**WHAT IS EXPECTED:**
The following data has a line with "grass in the image." and a line with "wheel in the image.". Write out exactly those lines and all the lines between them.

*** AVAILABLE DATA ***

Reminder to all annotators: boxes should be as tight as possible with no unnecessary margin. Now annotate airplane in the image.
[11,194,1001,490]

*** End of AVAILABLE DATA ***
*** AVAILABLE DATA ***

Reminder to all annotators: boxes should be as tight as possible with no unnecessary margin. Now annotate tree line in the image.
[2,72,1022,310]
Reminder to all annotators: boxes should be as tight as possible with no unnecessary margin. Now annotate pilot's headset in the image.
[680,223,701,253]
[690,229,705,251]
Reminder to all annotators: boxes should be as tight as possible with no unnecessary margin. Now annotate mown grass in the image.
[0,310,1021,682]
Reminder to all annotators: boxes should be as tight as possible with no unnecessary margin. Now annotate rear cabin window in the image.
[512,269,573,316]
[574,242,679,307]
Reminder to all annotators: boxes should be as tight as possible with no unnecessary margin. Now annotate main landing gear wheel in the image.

*** End of AVAILABLE DATA ***

**RESULT OF THIS EXERCISE:**
Reminder to all annotators: boxes should be as tight as possible with no unnecessary margin. Now annotate mown grass in the image.
[0,310,1021,682]
Reminder to all annotators: boxes should be as tight as possible with no unnecessary margin. Now annotate rear cabin window in the image.
[512,269,573,316]
[574,242,679,307]
Reminder to all annotators: boxes should be as tight as possible with no unnecessary margin. Now annotate main landing gear wheel in the image.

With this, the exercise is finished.